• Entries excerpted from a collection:
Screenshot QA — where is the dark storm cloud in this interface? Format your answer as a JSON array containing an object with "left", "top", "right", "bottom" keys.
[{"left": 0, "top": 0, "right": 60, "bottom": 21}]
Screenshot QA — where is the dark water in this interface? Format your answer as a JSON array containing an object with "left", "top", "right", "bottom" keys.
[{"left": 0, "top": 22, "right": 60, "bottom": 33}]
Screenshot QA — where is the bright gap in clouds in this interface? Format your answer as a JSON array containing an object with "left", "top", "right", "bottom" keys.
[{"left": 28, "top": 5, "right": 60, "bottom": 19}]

• Problem statement:
Copy every entry above verbatim, keeping them in their original order.

• Exercise solution:
Screenshot QA — where is the dark storm cloud in this interface? Format your answer as a JSON array containing an object with "left", "top", "right", "bottom" keys.
[{"left": 0, "top": 0, "right": 60, "bottom": 21}]
Screenshot QA — where is the dark water in this interface? Format your answer as a JSON array containing an object with "left", "top", "right", "bottom" keys.
[{"left": 0, "top": 22, "right": 60, "bottom": 33}]
Screenshot QA — where is the bright gap in clouds in this interface? Format your answer as a JSON array containing an object with "left", "top", "right", "bottom" keys.
[{"left": 28, "top": 5, "right": 60, "bottom": 19}]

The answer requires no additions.